[Location labeling records]
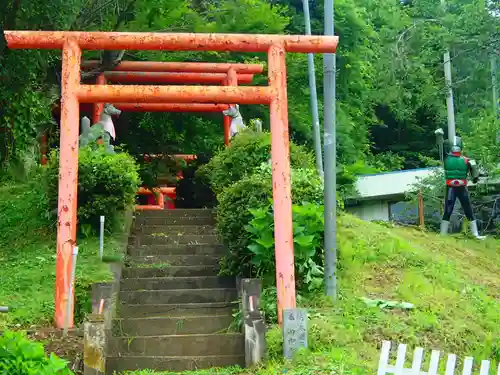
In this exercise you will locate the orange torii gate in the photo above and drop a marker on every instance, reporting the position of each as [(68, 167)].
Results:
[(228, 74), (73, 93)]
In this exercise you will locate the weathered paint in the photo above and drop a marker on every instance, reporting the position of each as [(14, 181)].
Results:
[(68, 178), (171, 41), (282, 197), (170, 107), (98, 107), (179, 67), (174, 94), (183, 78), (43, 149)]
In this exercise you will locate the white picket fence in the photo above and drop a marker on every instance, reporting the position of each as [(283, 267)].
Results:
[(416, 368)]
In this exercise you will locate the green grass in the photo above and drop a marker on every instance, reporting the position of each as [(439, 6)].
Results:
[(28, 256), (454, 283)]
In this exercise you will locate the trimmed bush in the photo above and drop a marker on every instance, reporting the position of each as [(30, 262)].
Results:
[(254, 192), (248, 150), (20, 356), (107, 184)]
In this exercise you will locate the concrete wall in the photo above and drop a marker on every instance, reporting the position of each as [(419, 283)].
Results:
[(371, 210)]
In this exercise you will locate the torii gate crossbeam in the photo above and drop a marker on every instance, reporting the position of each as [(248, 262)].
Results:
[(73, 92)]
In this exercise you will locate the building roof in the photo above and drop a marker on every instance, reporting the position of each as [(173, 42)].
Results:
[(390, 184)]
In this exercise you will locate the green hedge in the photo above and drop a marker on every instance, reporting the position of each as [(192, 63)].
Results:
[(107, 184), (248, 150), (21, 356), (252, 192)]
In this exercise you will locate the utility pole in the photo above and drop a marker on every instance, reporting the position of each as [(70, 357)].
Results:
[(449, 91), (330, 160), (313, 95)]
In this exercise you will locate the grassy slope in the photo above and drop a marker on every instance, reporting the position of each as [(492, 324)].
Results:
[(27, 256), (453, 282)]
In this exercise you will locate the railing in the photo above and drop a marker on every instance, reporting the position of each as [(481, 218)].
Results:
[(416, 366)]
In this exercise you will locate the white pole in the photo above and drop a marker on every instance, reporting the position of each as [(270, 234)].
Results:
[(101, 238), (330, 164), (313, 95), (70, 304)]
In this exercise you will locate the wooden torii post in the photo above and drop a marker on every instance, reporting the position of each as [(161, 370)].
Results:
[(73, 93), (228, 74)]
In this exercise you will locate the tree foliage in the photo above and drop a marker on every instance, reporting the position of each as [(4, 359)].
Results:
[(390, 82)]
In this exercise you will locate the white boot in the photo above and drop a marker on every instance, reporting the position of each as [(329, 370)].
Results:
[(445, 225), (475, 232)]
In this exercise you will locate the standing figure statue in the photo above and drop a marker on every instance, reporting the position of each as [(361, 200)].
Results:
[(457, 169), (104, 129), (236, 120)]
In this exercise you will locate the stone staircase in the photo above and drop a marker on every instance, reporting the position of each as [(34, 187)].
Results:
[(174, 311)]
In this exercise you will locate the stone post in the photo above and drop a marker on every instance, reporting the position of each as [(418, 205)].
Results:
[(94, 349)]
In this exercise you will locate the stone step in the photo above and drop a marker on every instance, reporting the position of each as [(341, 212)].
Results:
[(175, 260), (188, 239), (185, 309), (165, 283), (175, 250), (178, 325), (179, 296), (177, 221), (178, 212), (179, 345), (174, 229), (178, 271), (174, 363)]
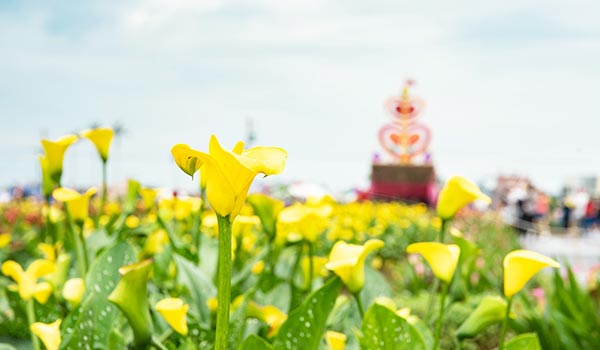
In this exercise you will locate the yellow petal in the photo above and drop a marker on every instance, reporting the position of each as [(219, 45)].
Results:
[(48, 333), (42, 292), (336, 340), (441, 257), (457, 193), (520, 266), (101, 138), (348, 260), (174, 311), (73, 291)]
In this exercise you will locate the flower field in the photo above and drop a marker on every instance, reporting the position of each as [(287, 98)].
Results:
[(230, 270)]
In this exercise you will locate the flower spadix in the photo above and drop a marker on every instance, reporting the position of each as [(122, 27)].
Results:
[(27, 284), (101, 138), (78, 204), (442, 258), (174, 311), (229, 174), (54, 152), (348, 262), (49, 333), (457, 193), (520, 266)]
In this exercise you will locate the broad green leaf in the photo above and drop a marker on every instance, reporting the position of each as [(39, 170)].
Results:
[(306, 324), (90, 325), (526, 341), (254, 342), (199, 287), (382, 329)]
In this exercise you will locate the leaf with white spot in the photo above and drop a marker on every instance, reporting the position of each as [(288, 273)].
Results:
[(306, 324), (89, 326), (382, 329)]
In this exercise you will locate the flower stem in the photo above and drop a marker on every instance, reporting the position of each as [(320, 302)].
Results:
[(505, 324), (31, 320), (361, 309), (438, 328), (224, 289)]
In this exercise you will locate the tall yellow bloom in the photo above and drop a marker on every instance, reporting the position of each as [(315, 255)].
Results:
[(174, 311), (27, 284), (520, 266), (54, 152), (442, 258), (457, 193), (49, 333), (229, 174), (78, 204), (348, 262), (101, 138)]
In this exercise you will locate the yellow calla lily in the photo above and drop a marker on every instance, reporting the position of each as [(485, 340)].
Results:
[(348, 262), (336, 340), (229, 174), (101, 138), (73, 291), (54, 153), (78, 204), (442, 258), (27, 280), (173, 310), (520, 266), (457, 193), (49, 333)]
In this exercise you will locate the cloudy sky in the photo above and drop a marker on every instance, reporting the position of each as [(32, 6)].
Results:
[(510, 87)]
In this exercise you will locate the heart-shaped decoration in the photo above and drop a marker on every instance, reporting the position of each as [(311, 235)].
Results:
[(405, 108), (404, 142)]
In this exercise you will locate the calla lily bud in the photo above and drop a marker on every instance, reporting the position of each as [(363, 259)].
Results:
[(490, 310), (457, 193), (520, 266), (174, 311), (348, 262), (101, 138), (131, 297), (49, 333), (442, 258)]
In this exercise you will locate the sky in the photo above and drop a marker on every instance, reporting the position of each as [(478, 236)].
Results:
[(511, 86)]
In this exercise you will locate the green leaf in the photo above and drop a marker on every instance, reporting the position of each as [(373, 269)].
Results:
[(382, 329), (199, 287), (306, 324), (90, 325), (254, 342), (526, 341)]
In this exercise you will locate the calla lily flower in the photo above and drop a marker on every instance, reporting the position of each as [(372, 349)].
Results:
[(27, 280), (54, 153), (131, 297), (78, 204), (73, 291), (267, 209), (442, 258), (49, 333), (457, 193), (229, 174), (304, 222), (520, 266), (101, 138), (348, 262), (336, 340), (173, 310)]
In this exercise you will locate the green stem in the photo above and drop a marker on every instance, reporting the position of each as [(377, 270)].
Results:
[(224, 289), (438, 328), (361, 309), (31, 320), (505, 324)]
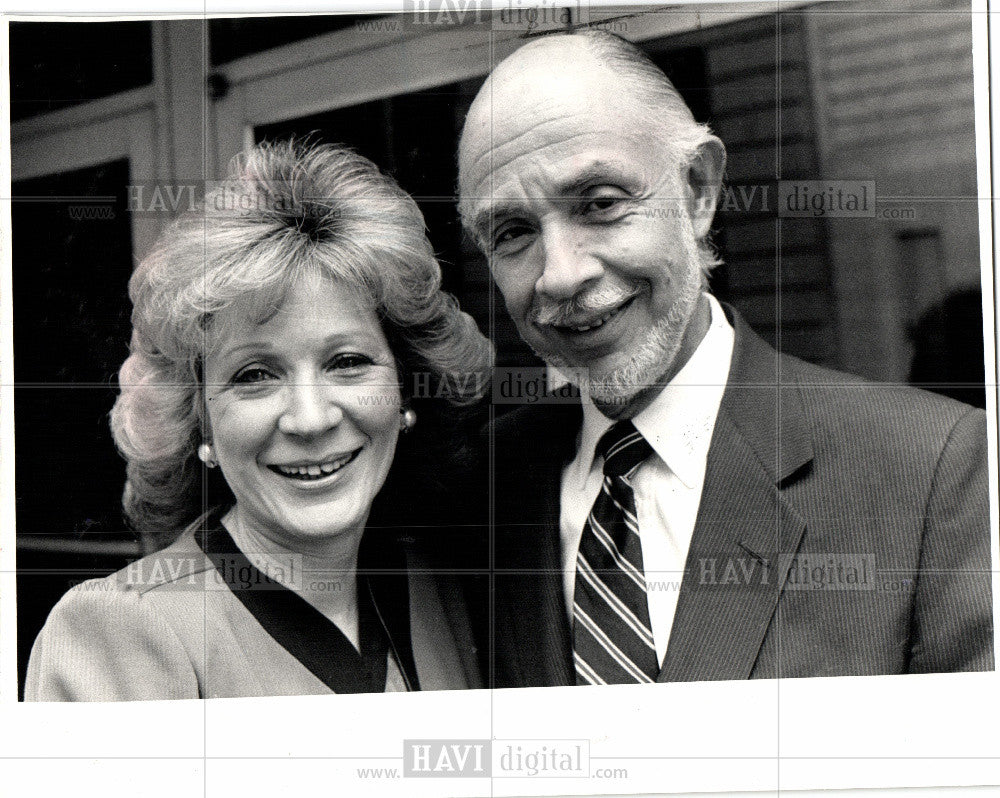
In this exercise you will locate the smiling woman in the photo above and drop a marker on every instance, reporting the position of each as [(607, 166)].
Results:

> [AIM OF THE EXERCISE]
Convert the listing above into a JSON list of strings with one string per line, skipping blank lines. Leave out the picture lines.

> [WRITTEN RESPONSE]
[
  "In this exercise you will locate the orange torii gate in the photo above and drop a marker on every instance, reporting the position of each as [(68, 167)].",
  "Results:",
  "[(228, 74), (73, 93)]",
  "In this exercise you will locate the weathered paint in the photo above and drop a marker on every instance, reporting the position of each as [(14, 181)].",
  "Results:",
  "[(68, 178), (171, 41), (282, 197), (170, 107), (98, 107), (179, 67), (174, 94), (183, 78), (43, 149)]",
  "In this exercise you will locate the white picket fence in the photo above and drop a marker on every instance, reporting the position of each as [(283, 267)].",
  "Results:",
  "[(416, 368)]",
  "In this exercise you will locate the green grass in the photo above and drop a marker on every instance, reporting the position of each as [(439, 6)].",
  "Results:",
  "[(28, 256), (454, 283)]",
  "In this exercise you will locate the trimmed bush in the photo above and drop a marker on every instance, reporting the position of each as [(30, 262)].",
  "Results:",
  "[(254, 192), (248, 150), (20, 356), (107, 184)]",
  "In this exercise you will locate the concrete wall in the photo above and drop a marker on every instance, reporting the position of each as [(419, 283)].",
  "Results:",
  "[(371, 210)]",
  "In this exercise you will locate the torii gate crossbeam in the photo above and drop a marker on every instance, reporting the position of each as [(248, 262)].",
  "Results:",
  "[(73, 92)]",
  "In this exercise you will locate the building roof in the photo above and drop a marker on every instance, reporting the position of each as [(173, 42)].",
  "Results:",
  "[(390, 184)]",
  "In this exercise you will locate the green hedge in the photo above and drop a marker on every instance, reporting the position of each as [(192, 63)].",
  "Results:",
  "[(107, 184), (248, 150), (21, 356), (252, 192)]",
  "In this exercise you will locate the utility pole in the photo above and drop a marker on every instance, reporting the position of each as [(70, 357)].",
  "Results:",
  "[(449, 91), (330, 160), (313, 95)]",
  "In this exercise you will locate the grassy slope in the photo above and drop a marker on every instance, reporting the position of each as [(492, 324)].",
  "Results:",
  "[(27, 256), (453, 282)]",
  "In this exercise you will locate the railing in the photo above and drop a marker on every instance, reporting the position of each as [(481, 218)].",
  "Results:",
  "[(416, 366)]",
  "In this exercise you will locate the white pole in the photo above and drop a marker on every instance, reporting the position of each as [(270, 234)].",
  "Results:",
  "[(101, 238), (330, 164), (313, 95), (70, 304)]",
  "In this exercise you will locate the wooden torii post in the photo above and drop a marker on every instance, reporting the position of each as [(161, 370)].",
  "Results:",
  "[(73, 93), (228, 74)]",
  "In this exercise you will locate the tree foliage in the photo above and drop a marker on every instance, reporting the position of each as [(4, 359)].",
  "Results:",
  "[(390, 82)]",
  "In this exercise you will locate the white boot in the photo above and drop a marker on every instance, reporting the position of each as [(329, 370)].",
  "Results:",
  "[(445, 225), (475, 232)]",
  "In this exercise you will locate the standing figure statue in the photo above and drop a marker on every instance, reporting the position of each as [(361, 200)].",
  "Results:",
  "[(457, 169), (104, 129), (236, 120)]",
  "In this exercise you will locate the stone staircase in the photo above and drop a marker on every instance, reporting the position of each as [(34, 187)].",
  "Results:",
  "[(174, 311)]",
  "In this exercise you will locate the stone post in the photo above and drop a marker on every instance, reporting the position of each as [(418, 205)].",
  "Results:",
  "[(94, 349)]",
  "In this exercise you will locate the stone step in the photo above and drop a marker on every instance, reporting the position of each as [(341, 212)].",
  "Results:",
  "[(175, 260), (188, 239), (185, 309), (165, 283), (175, 250), (178, 325), (179, 296), (177, 221), (178, 212), (179, 345), (174, 229), (178, 271), (174, 363)]",
  "In this exercise you will locate the yellow petal in the photo above and drop a marker on every instance, reporting the position of each as [(219, 45)].",
  "Results:",
  "[(48, 333), (42, 292), (336, 340), (441, 257), (457, 193), (520, 266), (101, 138), (348, 260), (174, 311), (73, 291)]",
  "In this exercise you will locate the flower field in the photo above and drop a marker on every instance, reporting the position of each as [(287, 98)].",
  "Results:",
  "[(230, 270)]",
  "In this exercise you will locate the flower spadix in the photo above and drop a marker on every instance, reporting the position of each as [(122, 27)].",
  "Results:",
  "[(27, 284), (101, 138), (78, 204), (442, 258), (174, 311), (229, 174), (54, 152), (348, 262), (49, 333), (457, 193), (520, 266)]",
  "In this exercise you will locate the broad green leaf in the photo above and drop a marker on every instance, reporting the position of each as [(39, 170)].",
  "Results:",
  "[(306, 324), (90, 325), (526, 341), (254, 342), (199, 287), (382, 329)]",
  "In this exercise you will locate the leaf with white spot in the photo above and drop a marker on every instance, reporting the position of each as [(288, 273)].",
  "Results:",
  "[(306, 324), (89, 326), (382, 329)]",
  "In this exercise you will locate the flower stem in the photo above and drop a marker on every instance, reporting the position of each as [(320, 302)].",
  "Results:",
  "[(505, 324), (31, 320), (361, 309), (438, 328), (224, 289)]",
  "In this exercise you will locate the tall yellow bloom in the photo above and drop a marker on every instance, reporting the position of each as [(315, 255)].",
  "Results:",
  "[(174, 311), (27, 284), (520, 266), (54, 152), (442, 258), (457, 193), (49, 333), (229, 174), (78, 204), (348, 262), (101, 138)]",
  "In this exercise you will locate the yellow calla lily in the photo above and drop a marker on every instance, reporting the position of each as [(485, 340)].",
  "Results:",
  "[(348, 262), (336, 340), (229, 174), (101, 138), (73, 291), (54, 153), (78, 204), (442, 258), (27, 280), (173, 310), (520, 266), (457, 193), (49, 333)]",
  "In this exercise you will locate the cloudy sky in the photo above and drop a marker on every instance, reporting the position of each as [(32, 6)].",
  "Results:",
  "[(510, 87)]",
  "In this exercise you will locate the heart-shaped decoration in the photo above and drop a marker on every instance, reporting the position of each as [(311, 235)].",
  "Results:",
  "[(405, 108), (404, 142)]",
  "In this exercise you will locate the calla lily bud in the photo above and drop a marker on every instance, reporting the position of each as [(363, 259)].",
  "Results:",
  "[(490, 310), (457, 193), (520, 266), (174, 311), (348, 262), (101, 138), (131, 297), (49, 333), (442, 258)]",
  "In this exercise you will locate the sky in the photo above and drop a marker on every instance, reporting the position of each as [(478, 236)].",
  "Results:",
  "[(511, 86)]",
  "In this exercise you will locate the green leaf in the photo above and drop a marker on every instance, reporting the position of each as [(373, 269)].",
  "Results:",
  "[(382, 329), (199, 287), (306, 324), (90, 325), (254, 342), (526, 341)]",
  "In this exercise you will locate the calla lily flower in the photo above and drop a marker on every instance, reporting the position of each as [(372, 349)].",
  "Results:",
  "[(27, 280), (54, 153), (131, 297), (78, 204), (73, 291), (267, 209), (442, 258), (49, 333), (457, 193), (229, 174), (304, 222), (520, 266), (101, 138), (348, 262), (336, 340), (173, 310)]",
  "In this exercise you will locate the green stem in the photo above and drop a marker on every instance, reporting the position of each as [(377, 270)].",
  "Results:",
  "[(224, 289), (438, 328), (361, 309), (31, 320), (505, 324)]",
  "In this exercise you will locate the smiling woman in the photo above and drop a marker on every instance, reporting the position of each as [(607, 166)].",
  "Results:"
]